The expected response is the complete listing below, restated exactly, with its pictures omitted.

-- Information supplied follows --

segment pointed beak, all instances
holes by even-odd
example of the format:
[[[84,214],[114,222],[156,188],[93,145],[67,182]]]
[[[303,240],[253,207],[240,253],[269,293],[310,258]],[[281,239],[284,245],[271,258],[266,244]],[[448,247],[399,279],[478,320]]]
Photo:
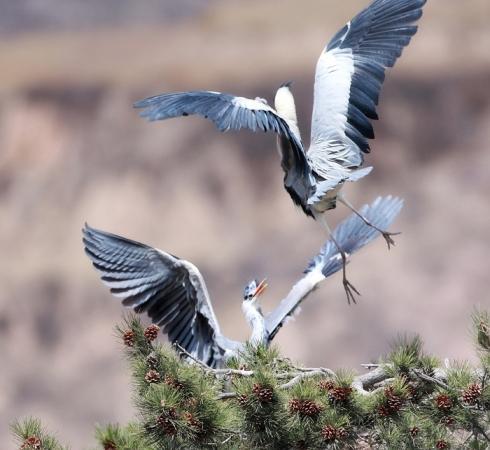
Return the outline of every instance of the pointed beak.
[[[267,289],[267,286],[268,286],[267,279],[264,278],[257,286],[257,289],[254,294],[254,299],[258,298],[259,295],[261,295]]]

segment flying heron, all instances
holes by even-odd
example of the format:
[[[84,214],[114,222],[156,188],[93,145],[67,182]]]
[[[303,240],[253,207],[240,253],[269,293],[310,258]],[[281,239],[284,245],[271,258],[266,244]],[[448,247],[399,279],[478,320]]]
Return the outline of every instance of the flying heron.
[[[248,128],[278,134],[284,187],[307,216],[319,219],[329,235],[323,213],[341,202],[359,212],[344,197],[346,181],[357,181],[372,167],[361,168],[368,139],[374,138],[369,121],[378,119],[378,104],[385,69],[392,67],[417,31],[426,0],[374,0],[335,34],[316,66],[311,140],[305,151],[298,128],[290,83],[275,95],[275,109],[262,98],[249,99],[211,91],[177,92],[136,102],[150,121],[197,114],[212,120],[220,131]],[[366,217],[362,220],[374,227]],[[378,229],[388,248],[390,233]],[[347,280],[345,253],[343,284],[347,299],[355,287]]]
[[[378,197],[360,211],[377,227],[389,226],[402,208],[402,201]],[[351,255],[379,236],[357,215],[342,222],[332,233],[344,251]],[[85,252],[102,281],[124,306],[147,313],[153,323],[163,326],[172,343],[179,344],[192,357],[217,367],[244,348],[242,342],[225,337],[198,268],[189,261],[136,241],[96,230],[83,229]],[[305,275],[267,316],[262,314],[259,296],[267,284],[253,280],[244,290],[242,311],[252,329],[252,344],[268,345],[286,320],[315,287],[342,268],[336,244],[329,240],[313,258]]]

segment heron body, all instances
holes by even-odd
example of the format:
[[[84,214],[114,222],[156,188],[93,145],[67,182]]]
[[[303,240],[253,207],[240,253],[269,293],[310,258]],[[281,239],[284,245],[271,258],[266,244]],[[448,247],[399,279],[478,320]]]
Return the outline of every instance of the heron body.
[[[311,137],[308,150],[301,139],[290,83],[275,95],[275,108],[264,99],[249,99],[212,91],[175,92],[156,95],[135,103],[141,116],[150,121],[197,114],[210,119],[220,131],[248,128],[278,134],[278,149],[284,171],[284,188],[303,212],[320,220],[331,234],[324,213],[341,202],[364,222],[373,226],[341,192],[346,182],[358,181],[372,167],[362,167],[364,154],[374,139],[372,120],[378,119],[385,71],[393,67],[417,32],[427,0],[373,0],[323,49],[315,70]],[[388,248],[393,235],[377,228]],[[334,243],[338,244],[335,239]],[[347,300],[355,302],[359,291],[346,276]]]
[[[220,131],[248,128],[278,136],[284,187],[312,218],[336,206],[345,182],[366,176],[361,168],[374,138],[385,71],[417,31],[426,0],[374,0],[323,49],[315,71],[311,138],[301,139],[290,83],[275,95],[275,109],[264,99],[214,91],[161,94],[135,103],[151,121],[200,115]],[[386,238],[386,236],[385,236]]]
[[[391,224],[402,208],[402,201],[391,196],[377,198],[361,212],[376,226]],[[251,328],[249,342],[269,345],[289,317],[323,280],[342,268],[335,239],[348,255],[379,236],[352,214],[332,233],[305,270],[291,292],[268,315],[263,315],[259,296],[265,281],[252,281],[244,291],[242,312]],[[146,313],[162,328],[172,343],[179,344],[192,357],[217,367],[244,349],[244,343],[227,338],[220,330],[211,299],[198,268],[163,250],[85,226],[85,252],[99,271],[111,293],[136,313]]]

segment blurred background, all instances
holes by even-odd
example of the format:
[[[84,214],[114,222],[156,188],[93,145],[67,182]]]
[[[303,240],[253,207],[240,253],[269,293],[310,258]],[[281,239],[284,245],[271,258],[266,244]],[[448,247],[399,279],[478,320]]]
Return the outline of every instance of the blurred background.
[[[204,274],[225,333],[245,339],[242,288],[270,310],[325,239],[282,186],[275,138],[198,118],[149,124],[133,101],[210,89],[273,100],[294,80],[308,141],[316,59],[367,0],[0,0],[0,448],[40,416],[72,448],[134,415],[114,324],[122,308],[85,257],[81,227],[158,246]],[[306,365],[360,368],[401,332],[474,358],[469,316],[489,306],[490,2],[429,2],[387,77],[360,206],[405,198],[383,240],[329,279],[278,335]],[[346,217],[339,207],[331,221]]]

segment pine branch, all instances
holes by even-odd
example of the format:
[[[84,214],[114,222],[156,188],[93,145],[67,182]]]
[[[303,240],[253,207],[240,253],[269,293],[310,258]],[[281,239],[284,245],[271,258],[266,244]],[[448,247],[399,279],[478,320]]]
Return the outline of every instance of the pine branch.
[[[229,367],[213,369],[156,343],[156,326],[129,317],[118,330],[139,420],[99,428],[97,439],[105,450],[488,448],[490,349],[481,342],[490,324],[474,320],[481,368],[440,367],[415,337],[354,375],[301,367],[251,345]],[[33,419],[13,432],[22,450],[65,449]]]

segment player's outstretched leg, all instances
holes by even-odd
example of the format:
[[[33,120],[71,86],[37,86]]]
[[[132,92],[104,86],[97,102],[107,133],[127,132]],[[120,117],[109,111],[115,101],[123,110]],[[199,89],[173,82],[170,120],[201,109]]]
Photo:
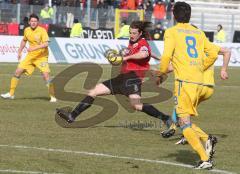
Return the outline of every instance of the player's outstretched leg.
[[[96,96],[108,95],[110,93],[110,89],[103,83],[97,84],[95,88],[91,89],[88,92],[88,95],[71,112],[64,112],[61,109],[57,109],[57,114],[68,123],[72,123],[83,111],[93,104]]]
[[[17,85],[18,85],[18,82],[19,82],[19,79],[22,75],[22,73],[24,72],[25,70],[22,69],[22,68],[17,68],[16,69],[16,72],[14,74],[14,76],[12,77],[11,79],[11,83],[10,83],[10,91],[5,93],[5,94],[1,94],[1,97],[4,98],[4,99],[14,99],[14,93],[15,93],[15,90],[17,88]]]
[[[67,112],[62,109],[56,109],[56,111],[61,118],[66,120],[68,123],[72,123],[83,111],[92,105],[93,101],[93,97],[87,96],[71,112]]]
[[[141,111],[152,117],[162,120],[167,125],[167,127],[170,127],[172,124],[171,117],[169,115],[166,115],[163,112],[159,111],[153,105],[144,103]]]

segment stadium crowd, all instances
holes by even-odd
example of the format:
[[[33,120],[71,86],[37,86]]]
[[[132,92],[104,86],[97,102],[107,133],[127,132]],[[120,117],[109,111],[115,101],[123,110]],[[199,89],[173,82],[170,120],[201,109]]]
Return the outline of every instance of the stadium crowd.
[[[45,24],[65,24],[72,27],[73,19],[83,23],[88,5],[91,8],[91,21],[101,21],[99,27],[107,27],[106,22],[112,20],[114,9],[144,10],[145,19],[155,24],[170,21],[174,0],[0,0],[1,9],[11,8],[10,4],[40,5],[41,22]],[[55,14],[54,14],[55,13]],[[29,16],[30,12],[24,14]],[[121,17],[129,19],[128,13]],[[70,21],[70,22],[69,22]],[[129,23],[131,21],[128,21]]]

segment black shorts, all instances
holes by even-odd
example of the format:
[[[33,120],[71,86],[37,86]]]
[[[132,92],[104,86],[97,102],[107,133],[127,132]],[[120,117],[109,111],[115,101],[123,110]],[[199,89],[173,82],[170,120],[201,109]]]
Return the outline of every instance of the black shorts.
[[[117,77],[102,83],[110,89],[112,95],[122,94],[128,97],[130,94],[138,94],[141,96],[142,80],[134,71],[119,74]]]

-- Information supplied concluded --

__Exercise result__
segment pointed beak, all instances
holes by even-odd
example of the format:
[[[84,214],[114,222],[156,188],[93,145],[67,182]]]
[[[303,240],[253,207],[240,253],[269,293],[310,258]],[[281,239],[284,245],[271,258],[266,244]],[[448,247],[399,279],[478,320]]]
Photo:
Return the outline of every instance of the pointed beak.
[[[267,289],[267,286],[268,286],[267,279],[264,278],[257,286],[257,289],[254,294],[254,299],[258,298],[259,295],[261,295]]]

segment flying heron, all instances
holes by even-odd
example of the format:
[[[84,214],[114,222],[156,188],[93,145],[67,182]]]
[[[303,240],[253,207],[240,253],[269,293],[310,258]],[[281,239],[284,245],[271,258],[266,244]],[[448,247],[399,279],[478,320]]]
Return the outline of every instance of the flying heron.
[[[248,128],[278,134],[284,187],[307,216],[319,219],[329,235],[323,213],[341,202],[359,212],[344,197],[346,181],[357,181],[372,167],[361,168],[368,139],[374,138],[369,121],[378,119],[378,104],[385,69],[392,67],[417,31],[426,0],[374,0],[335,34],[316,66],[311,140],[305,151],[298,128],[290,83],[275,95],[275,109],[262,98],[249,99],[211,91],[177,92],[136,102],[150,121],[197,114],[212,120],[220,131]],[[366,217],[362,220],[374,227]],[[378,229],[388,248],[390,233]],[[347,280],[345,253],[343,284],[347,299],[355,287]]]
[[[378,197],[360,211],[377,227],[389,226],[402,208],[402,201]],[[351,255],[379,236],[357,215],[342,222],[332,233],[344,251]],[[85,252],[102,281],[124,306],[147,313],[153,323],[163,326],[172,343],[179,344],[192,357],[217,367],[244,348],[242,342],[225,337],[198,268],[189,261],[136,241],[96,230],[83,229]],[[305,275],[267,316],[262,314],[259,296],[267,284],[253,280],[244,290],[242,311],[252,329],[252,344],[268,345],[286,320],[315,287],[342,268],[336,244],[329,240],[313,258]]]

segment heron body, all instances
holes by even-odd
example of the format:
[[[84,214],[114,222],[156,188],[93,145],[67,182]]]
[[[303,240],[253,207],[240,253],[269,293],[310,258]],[[281,239],[284,245],[271,258],[266,244]],[[448,247],[399,279],[478,320]]]
Return the outline of every instance of the heron body.
[[[311,137],[308,150],[301,139],[290,83],[275,95],[275,108],[264,99],[249,99],[212,91],[175,92],[156,95],[135,103],[141,116],[150,121],[197,114],[210,119],[220,131],[248,128],[278,134],[278,149],[284,171],[284,188],[303,212],[320,220],[331,234],[324,213],[341,202],[364,222],[373,226],[341,192],[346,182],[358,181],[372,167],[362,167],[364,154],[374,139],[372,120],[378,119],[385,71],[393,67],[417,32],[427,0],[373,0],[323,49],[315,70]],[[388,248],[393,235],[377,228]],[[334,243],[338,244],[335,239]],[[347,300],[355,302],[359,291],[346,276]]]
[[[220,131],[248,128],[278,136],[284,187],[312,218],[336,206],[345,182],[366,176],[361,168],[374,138],[385,71],[417,31],[426,0],[374,0],[323,49],[315,71],[311,138],[301,139],[290,83],[275,95],[275,109],[264,99],[214,91],[161,94],[135,103],[151,121],[200,115]],[[386,238],[386,236],[385,236]]]
[[[391,224],[402,208],[402,201],[391,196],[377,198],[361,212],[376,226]],[[251,328],[249,342],[269,345],[289,317],[323,280],[342,268],[335,239],[348,255],[379,236],[352,214],[332,233],[305,270],[291,292],[268,315],[263,315],[259,296],[265,281],[252,281],[244,291],[242,312]],[[146,313],[162,328],[172,343],[179,344],[192,357],[217,367],[244,349],[244,343],[227,338],[220,330],[211,299],[198,268],[163,250],[85,226],[85,252],[99,271],[111,293],[136,313]]]

segment blurred background, all instances
holes by even-odd
example of the format:
[[[84,214],[114,222],[156,188],[93,145],[67,182]]]
[[[303,240],[253,207],[240,253],[269,293],[310,258]],[[281,239],[284,245],[271,258],[266,244]],[[448,247],[399,279],[478,320]]]
Return the outline of every instance of the blurred background.
[[[204,274],[225,333],[245,339],[242,288],[270,310],[325,239],[282,186],[275,138],[198,118],[149,124],[133,101],[210,89],[273,100],[294,80],[308,141],[316,59],[367,0],[0,0],[0,448],[40,416],[72,448],[134,415],[114,324],[122,308],[85,257],[81,227],[158,246]],[[306,365],[360,368],[401,332],[474,358],[469,316],[489,306],[490,2],[429,2],[387,77],[360,206],[405,198],[383,240],[329,279],[278,335]],[[346,217],[339,207],[331,221]]]

segment pine branch, all instances
holes by even-odd
example of the format:
[[[84,214],[114,222],[156,188],[93,145],[67,182]]]
[[[303,240],[253,207],[240,253],[269,293],[310,258]],[[281,239],[284,245],[271,258],[266,244]],[[448,247],[399,279],[478,320]]]
Return the outline of every instance of the pine branch.
[[[229,367],[213,369],[156,343],[156,326],[129,317],[118,330],[139,420],[99,428],[97,439],[105,450],[488,448],[490,349],[481,342],[490,324],[474,320],[481,368],[440,367],[415,337],[354,375],[301,367],[251,345]],[[33,419],[13,432],[22,450],[65,449]]]

segment player's outstretched leg, all instances
holes by even-odd
example of the format:
[[[33,120],[71,86],[37,86]]]
[[[132,92],[104,86],[97,102],[107,133],[127,132]],[[120,117],[109,111],[115,101],[123,110]],[[199,89],[173,82],[170,120],[201,109]]]
Photo:
Return the outline of every instance of the player's outstretched leg.
[[[96,96],[108,95],[110,93],[110,89],[103,83],[97,84],[95,88],[91,89],[88,92],[88,95],[71,112],[64,112],[61,109],[57,109],[57,114],[68,123],[72,123],[83,111],[93,104]]]
[[[17,85],[18,85],[18,82],[19,82],[19,79],[22,75],[22,73],[24,72],[25,70],[22,69],[22,68],[17,68],[16,69],[16,72],[14,74],[14,76],[12,77],[11,79],[11,83],[10,83],[10,91],[5,93],[5,94],[1,94],[1,97],[4,98],[4,99],[14,99],[14,93],[15,93],[15,90],[17,88]]]
[[[67,112],[62,109],[56,109],[56,111],[61,118],[66,120],[68,123],[72,123],[83,111],[92,105],[93,101],[93,97],[87,96],[71,112]]]
[[[141,111],[152,117],[162,120],[167,125],[167,127],[170,127],[172,124],[171,117],[169,115],[166,115],[163,112],[159,111],[153,105],[144,103]]]

segment stadium crowd, all instances
holes by even-odd
example of the format:
[[[33,120],[71,86],[37,86]]]
[[[132,92],[104,86],[97,102],[107,133],[127,132]],[[120,117],[109,111],[115,101],[123,110]],[[199,89],[173,82],[170,120],[201,109]]]
Return the outline of every instance of the stadium crowd.
[[[45,24],[65,24],[72,27],[73,19],[83,23],[88,5],[91,8],[91,21],[101,21],[99,27],[107,27],[106,22],[112,20],[114,9],[144,10],[145,19],[155,24],[170,21],[174,0],[0,0],[1,9],[11,8],[10,4],[40,5],[41,22]],[[55,14],[54,14],[55,13]],[[29,16],[30,12],[24,14]],[[121,17],[129,19],[128,13]],[[70,21],[70,22],[69,22]],[[129,23],[131,21],[128,21]]]

segment black shorts, all instances
holes by even-odd
example of the format:
[[[33,120],[71,86],[37,86]]]
[[[132,92],[104,86],[97,102],[107,133],[127,132]],[[120,117],[109,111],[115,101],[123,110]],[[199,89],[173,82],[170,120],[201,109]]]
Return the outline of every instance of the black shorts.
[[[117,77],[102,83],[110,89],[112,95],[122,94],[128,97],[130,94],[138,94],[141,96],[142,80],[134,71],[119,74]]]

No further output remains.